**Task objective:**
Rescale the items from the start up to and including the line containing "28), (135, 28)]", rewriting every line, requests included, and giving only those lines. Multiply each point coordinate in the answers by 1.6 and round to the nearest whole number, with halves rounded up.
-- begin Entries shown --
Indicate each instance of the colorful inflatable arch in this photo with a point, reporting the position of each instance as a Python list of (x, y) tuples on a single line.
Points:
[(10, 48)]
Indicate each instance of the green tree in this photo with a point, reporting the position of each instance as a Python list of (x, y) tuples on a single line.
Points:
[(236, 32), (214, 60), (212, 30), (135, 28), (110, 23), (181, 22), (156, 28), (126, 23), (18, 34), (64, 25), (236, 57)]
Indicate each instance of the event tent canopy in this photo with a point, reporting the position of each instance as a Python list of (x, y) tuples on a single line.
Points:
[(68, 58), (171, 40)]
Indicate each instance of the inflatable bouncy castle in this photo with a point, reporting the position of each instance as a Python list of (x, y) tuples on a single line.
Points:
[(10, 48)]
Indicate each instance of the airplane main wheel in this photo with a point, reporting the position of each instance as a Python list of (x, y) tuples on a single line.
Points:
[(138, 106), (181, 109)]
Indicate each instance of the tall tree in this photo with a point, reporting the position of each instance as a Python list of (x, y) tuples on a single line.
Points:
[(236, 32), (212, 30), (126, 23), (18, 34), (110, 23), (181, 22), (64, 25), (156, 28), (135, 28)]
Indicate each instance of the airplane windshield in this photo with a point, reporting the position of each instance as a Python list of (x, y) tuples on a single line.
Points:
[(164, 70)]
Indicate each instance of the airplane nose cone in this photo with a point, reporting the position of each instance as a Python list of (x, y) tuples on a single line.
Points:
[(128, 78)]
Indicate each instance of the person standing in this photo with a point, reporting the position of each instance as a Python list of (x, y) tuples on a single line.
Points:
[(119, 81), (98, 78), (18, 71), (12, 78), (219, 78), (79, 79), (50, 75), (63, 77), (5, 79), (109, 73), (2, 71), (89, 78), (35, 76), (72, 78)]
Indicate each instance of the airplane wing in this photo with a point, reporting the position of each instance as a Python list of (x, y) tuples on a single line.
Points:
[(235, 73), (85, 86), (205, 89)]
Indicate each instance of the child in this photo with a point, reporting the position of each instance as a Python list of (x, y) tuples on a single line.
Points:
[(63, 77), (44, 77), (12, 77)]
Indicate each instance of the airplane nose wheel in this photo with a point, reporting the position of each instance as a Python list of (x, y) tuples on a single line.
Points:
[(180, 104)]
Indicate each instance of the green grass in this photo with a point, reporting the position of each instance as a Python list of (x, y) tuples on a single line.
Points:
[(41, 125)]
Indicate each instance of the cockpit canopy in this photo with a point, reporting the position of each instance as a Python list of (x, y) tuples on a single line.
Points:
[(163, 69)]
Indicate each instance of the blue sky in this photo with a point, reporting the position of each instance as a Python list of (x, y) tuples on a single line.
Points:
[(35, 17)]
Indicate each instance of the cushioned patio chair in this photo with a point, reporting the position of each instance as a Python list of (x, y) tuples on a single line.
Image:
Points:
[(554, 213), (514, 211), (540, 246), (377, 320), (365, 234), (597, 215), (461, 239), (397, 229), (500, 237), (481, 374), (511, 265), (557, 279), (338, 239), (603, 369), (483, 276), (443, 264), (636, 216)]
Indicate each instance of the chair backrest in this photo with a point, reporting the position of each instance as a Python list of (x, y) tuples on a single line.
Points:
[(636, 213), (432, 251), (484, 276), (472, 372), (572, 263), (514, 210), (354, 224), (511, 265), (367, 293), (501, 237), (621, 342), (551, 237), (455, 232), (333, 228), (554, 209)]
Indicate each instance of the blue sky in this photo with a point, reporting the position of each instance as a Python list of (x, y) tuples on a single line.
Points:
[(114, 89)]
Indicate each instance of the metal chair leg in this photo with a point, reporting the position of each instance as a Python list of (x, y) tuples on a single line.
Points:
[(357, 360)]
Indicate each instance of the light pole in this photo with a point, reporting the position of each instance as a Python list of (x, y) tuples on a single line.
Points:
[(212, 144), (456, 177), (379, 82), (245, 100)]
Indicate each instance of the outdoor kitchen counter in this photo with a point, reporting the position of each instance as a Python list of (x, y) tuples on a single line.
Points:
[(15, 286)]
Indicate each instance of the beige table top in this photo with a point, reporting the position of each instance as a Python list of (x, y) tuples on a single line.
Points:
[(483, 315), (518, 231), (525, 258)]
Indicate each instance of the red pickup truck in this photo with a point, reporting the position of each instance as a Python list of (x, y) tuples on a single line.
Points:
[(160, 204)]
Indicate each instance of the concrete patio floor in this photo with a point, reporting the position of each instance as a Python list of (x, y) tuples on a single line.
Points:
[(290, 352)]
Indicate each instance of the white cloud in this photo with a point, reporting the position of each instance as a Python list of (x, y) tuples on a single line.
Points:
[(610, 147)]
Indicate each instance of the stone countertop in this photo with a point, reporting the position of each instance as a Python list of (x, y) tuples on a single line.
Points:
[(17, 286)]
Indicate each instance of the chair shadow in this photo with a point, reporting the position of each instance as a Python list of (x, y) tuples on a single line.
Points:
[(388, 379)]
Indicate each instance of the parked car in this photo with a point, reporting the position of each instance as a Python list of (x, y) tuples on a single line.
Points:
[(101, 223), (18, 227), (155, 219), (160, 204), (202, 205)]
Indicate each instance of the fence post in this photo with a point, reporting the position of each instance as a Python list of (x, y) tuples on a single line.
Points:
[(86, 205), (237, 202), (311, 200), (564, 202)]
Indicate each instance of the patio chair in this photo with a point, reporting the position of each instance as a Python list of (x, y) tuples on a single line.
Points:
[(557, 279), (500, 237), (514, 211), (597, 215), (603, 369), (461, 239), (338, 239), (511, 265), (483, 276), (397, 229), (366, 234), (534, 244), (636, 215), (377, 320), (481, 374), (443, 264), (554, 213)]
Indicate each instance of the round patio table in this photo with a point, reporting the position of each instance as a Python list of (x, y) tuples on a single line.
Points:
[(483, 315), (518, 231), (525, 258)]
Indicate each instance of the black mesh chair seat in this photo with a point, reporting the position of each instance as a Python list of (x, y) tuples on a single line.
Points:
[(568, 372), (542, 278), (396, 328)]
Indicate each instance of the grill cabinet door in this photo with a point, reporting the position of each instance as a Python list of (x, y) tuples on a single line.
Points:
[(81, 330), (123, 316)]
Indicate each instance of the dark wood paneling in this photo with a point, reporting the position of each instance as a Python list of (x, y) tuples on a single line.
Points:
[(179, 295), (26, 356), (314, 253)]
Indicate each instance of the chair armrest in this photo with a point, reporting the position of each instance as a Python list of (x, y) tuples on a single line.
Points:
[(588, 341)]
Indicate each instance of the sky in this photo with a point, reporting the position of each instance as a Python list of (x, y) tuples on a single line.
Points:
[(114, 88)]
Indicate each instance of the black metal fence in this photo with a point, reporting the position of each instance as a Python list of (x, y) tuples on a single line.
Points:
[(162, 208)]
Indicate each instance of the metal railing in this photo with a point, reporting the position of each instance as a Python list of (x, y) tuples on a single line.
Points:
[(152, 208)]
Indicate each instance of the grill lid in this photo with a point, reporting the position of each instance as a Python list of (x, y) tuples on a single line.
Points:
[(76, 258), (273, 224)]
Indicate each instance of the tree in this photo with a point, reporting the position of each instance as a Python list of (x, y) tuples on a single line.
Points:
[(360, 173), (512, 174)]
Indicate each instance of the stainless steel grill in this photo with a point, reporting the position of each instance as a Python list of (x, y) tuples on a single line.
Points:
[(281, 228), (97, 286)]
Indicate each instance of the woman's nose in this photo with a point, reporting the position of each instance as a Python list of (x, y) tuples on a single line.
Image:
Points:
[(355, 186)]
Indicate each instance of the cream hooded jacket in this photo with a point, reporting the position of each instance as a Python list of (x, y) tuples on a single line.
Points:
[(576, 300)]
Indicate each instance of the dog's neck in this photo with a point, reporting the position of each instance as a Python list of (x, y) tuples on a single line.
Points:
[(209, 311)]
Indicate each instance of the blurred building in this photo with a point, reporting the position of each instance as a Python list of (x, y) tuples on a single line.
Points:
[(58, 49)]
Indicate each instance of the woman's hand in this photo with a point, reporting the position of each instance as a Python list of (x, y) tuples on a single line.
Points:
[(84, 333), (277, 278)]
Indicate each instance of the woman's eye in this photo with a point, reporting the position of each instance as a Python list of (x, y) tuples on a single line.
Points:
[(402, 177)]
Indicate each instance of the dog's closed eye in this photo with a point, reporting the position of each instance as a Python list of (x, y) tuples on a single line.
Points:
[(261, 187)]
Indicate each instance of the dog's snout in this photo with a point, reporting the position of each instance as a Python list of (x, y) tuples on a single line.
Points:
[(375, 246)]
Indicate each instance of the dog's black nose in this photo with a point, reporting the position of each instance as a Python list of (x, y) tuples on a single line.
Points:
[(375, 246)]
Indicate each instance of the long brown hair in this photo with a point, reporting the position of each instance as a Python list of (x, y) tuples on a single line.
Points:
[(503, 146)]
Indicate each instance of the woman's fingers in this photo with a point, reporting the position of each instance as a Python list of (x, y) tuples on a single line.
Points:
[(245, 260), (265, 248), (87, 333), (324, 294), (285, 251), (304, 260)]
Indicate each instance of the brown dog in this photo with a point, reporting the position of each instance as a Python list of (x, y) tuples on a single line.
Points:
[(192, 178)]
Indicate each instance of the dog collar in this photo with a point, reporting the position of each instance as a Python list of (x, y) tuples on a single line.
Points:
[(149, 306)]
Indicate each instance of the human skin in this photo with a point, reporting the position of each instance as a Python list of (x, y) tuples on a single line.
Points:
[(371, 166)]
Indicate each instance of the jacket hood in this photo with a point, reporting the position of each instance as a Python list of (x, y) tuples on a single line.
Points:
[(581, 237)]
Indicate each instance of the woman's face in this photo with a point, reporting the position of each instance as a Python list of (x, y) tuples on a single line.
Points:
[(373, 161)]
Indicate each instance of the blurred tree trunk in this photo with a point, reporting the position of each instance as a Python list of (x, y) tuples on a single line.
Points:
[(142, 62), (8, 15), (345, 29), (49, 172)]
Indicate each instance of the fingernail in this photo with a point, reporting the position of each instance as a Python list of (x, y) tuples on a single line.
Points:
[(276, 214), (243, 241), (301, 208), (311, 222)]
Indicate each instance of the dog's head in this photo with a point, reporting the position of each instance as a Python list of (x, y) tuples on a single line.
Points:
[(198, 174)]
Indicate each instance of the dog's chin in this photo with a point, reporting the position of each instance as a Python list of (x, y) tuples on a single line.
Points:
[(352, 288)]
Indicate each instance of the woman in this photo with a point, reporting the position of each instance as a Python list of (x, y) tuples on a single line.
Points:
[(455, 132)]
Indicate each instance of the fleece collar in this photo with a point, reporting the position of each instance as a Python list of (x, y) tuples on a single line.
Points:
-- end Entries shown --
**Reply:**
Indicate each instance of the colorful inflatable arch in this photo with a point, reporting the position of each instance as a Python list of (x, y) tuples on a single line.
Points:
[(16, 77)]
Indicate each instance of the green tree in this photo with a point, reporting the position of each instance as a Python list of (x, y) tuples on a single line.
Points:
[(378, 51), (342, 96), (339, 48), (216, 45), (176, 37), (290, 35), (250, 45), (202, 37), (29, 54), (102, 40), (378, 91)]
Indicate each instance of the event tent canopy in this photo with a point, reporting the position of each instance as a Python list of (x, y) tuples on a single line.
Points:
[(109, 93), (274, 64)]
Indicate each instance of the inflatable bouncy castle in this photo with a point, reporting the position of each instance as a Python list of (x, y) tuples on a single line.
Points:
[(16, 77)]
Indicate each instance of the airplane main wheel in this photo with a point, reporting the position of each instance as a Python list of (x, y) tuples on a single line.
Points:
[(221, 170), (290, 174)]
Indicate each instance of the tall tree in this photo with a point, reporting the position of each instance as a Python list of (x, y) tuples on a single line.
Points:
[(378, 51), (339, 48), (202, 37), (29, 54), (176, 37), (290, 35), (102, 40), (250, 45), (216, 45)]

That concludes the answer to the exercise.